** Start PROVIDED RECORDS **

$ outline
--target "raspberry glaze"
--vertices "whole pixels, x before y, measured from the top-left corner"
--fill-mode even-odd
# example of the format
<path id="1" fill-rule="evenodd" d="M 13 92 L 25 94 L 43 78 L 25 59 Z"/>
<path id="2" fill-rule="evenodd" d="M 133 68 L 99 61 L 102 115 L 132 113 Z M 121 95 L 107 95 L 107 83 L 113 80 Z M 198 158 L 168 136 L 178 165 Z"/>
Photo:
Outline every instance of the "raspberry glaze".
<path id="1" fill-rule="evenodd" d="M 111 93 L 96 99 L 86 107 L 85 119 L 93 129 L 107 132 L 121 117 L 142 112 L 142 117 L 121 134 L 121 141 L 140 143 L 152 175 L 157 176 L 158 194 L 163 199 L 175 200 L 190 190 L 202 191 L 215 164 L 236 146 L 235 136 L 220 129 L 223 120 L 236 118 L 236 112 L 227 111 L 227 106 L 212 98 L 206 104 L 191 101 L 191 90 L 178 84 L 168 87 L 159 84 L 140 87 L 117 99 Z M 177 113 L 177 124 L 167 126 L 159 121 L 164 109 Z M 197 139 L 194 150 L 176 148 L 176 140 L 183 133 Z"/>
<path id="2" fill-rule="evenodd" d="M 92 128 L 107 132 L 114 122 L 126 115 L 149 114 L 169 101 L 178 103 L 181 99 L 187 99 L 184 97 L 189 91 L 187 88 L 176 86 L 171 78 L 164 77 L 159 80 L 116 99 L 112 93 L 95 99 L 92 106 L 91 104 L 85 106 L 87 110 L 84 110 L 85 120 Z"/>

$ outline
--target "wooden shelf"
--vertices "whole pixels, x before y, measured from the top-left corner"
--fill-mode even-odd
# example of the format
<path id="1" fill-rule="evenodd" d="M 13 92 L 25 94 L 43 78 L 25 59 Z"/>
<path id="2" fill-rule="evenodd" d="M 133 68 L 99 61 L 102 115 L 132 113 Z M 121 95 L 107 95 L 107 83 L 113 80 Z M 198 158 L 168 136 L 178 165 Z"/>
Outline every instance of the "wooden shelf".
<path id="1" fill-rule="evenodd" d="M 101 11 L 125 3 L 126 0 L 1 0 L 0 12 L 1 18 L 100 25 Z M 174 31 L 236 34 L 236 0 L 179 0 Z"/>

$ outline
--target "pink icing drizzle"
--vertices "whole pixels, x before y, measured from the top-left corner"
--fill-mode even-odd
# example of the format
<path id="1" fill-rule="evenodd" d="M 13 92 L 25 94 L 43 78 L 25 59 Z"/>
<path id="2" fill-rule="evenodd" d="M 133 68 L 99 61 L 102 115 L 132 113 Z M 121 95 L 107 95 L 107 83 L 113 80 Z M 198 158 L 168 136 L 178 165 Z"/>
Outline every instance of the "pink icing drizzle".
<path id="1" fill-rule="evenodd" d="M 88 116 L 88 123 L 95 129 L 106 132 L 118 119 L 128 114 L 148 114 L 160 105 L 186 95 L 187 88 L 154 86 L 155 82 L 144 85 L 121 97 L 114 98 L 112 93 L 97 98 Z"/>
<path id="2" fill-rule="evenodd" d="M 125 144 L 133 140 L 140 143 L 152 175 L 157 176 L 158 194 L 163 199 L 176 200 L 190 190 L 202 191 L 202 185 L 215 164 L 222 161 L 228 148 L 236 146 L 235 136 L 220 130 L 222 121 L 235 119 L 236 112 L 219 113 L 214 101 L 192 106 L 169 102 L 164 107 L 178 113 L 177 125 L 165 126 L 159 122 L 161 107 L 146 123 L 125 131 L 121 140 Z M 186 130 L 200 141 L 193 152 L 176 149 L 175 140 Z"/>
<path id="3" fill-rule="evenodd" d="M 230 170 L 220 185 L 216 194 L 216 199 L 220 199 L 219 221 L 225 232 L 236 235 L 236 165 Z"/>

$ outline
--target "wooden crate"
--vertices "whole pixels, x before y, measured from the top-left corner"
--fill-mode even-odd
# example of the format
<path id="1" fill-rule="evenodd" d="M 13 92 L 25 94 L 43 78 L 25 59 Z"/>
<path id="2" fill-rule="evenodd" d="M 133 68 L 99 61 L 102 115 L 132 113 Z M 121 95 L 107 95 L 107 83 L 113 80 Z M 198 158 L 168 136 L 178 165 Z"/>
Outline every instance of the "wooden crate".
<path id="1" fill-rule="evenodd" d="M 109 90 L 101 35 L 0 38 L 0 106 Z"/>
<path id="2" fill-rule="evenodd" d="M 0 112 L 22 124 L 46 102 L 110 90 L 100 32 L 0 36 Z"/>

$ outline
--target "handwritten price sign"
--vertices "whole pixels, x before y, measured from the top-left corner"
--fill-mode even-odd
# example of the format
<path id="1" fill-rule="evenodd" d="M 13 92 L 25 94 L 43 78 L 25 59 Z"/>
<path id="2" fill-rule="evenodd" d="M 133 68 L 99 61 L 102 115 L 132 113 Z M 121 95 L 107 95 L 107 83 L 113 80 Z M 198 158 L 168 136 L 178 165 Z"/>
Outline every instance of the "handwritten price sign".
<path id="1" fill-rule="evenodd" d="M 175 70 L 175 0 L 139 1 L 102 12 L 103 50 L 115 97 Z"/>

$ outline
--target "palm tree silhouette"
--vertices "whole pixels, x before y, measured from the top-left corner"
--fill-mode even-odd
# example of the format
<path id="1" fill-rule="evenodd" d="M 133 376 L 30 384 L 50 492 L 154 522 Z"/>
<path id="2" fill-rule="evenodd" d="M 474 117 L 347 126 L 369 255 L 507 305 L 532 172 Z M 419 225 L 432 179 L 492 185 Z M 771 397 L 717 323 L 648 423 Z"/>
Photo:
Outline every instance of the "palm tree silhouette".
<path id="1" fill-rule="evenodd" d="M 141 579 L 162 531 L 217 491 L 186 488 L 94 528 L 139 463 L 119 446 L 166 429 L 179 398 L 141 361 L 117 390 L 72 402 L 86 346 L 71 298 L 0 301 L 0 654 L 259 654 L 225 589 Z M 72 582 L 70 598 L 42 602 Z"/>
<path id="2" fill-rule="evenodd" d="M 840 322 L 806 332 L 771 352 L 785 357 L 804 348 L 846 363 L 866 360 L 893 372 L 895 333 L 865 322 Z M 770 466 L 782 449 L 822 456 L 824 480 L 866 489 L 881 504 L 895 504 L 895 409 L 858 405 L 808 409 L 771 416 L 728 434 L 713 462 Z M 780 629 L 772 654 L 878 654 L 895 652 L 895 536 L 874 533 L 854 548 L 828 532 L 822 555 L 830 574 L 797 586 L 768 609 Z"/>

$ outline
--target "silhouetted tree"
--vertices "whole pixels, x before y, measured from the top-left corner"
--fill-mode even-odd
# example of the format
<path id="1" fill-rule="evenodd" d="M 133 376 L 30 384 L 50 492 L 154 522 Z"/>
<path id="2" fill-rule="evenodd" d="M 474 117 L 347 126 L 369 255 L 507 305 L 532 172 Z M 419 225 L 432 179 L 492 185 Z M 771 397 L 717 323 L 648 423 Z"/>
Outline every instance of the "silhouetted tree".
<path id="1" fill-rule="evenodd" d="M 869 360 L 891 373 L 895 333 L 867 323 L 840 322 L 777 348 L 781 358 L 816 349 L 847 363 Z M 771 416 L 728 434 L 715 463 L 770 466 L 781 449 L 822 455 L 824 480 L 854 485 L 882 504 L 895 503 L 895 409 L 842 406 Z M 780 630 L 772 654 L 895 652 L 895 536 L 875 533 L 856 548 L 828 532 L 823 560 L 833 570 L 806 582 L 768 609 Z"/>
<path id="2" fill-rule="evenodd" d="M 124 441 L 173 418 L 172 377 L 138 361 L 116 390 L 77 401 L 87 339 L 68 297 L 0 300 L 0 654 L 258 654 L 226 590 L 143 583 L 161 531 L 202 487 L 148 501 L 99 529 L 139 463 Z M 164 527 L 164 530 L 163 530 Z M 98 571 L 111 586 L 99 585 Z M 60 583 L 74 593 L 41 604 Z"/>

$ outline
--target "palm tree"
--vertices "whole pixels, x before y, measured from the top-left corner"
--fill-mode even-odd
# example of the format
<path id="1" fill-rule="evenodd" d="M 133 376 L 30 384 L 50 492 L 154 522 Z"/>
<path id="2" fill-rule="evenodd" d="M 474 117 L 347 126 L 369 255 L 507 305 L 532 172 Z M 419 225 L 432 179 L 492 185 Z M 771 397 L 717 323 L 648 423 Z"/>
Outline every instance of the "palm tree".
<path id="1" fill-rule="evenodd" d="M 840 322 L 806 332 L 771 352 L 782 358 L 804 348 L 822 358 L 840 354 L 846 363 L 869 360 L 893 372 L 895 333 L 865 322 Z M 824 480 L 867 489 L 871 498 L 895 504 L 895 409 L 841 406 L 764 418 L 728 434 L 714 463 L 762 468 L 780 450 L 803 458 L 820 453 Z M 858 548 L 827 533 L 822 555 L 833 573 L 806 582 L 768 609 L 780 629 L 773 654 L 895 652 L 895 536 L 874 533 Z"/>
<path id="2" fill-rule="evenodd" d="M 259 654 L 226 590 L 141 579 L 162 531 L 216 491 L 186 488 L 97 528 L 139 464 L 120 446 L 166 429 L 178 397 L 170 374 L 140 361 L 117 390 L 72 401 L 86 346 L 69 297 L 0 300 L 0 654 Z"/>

** End PROVIDED RECORDS **

▶ [SET PROBLEM]
Report each line of the items above that contains the string "target", treating uppercase and lowercase letters as distinct.

▶ [SOLUTION FOR THIS PROBLEM]
--target "raspberry glaze"
--target "wooden shelf"
--target "pink icing drizzle"
--target "wooden crate"
--target "handwritten price sign"
--target "palm tree silhouette"
--target "silhouetted tree"
--target "palm tree"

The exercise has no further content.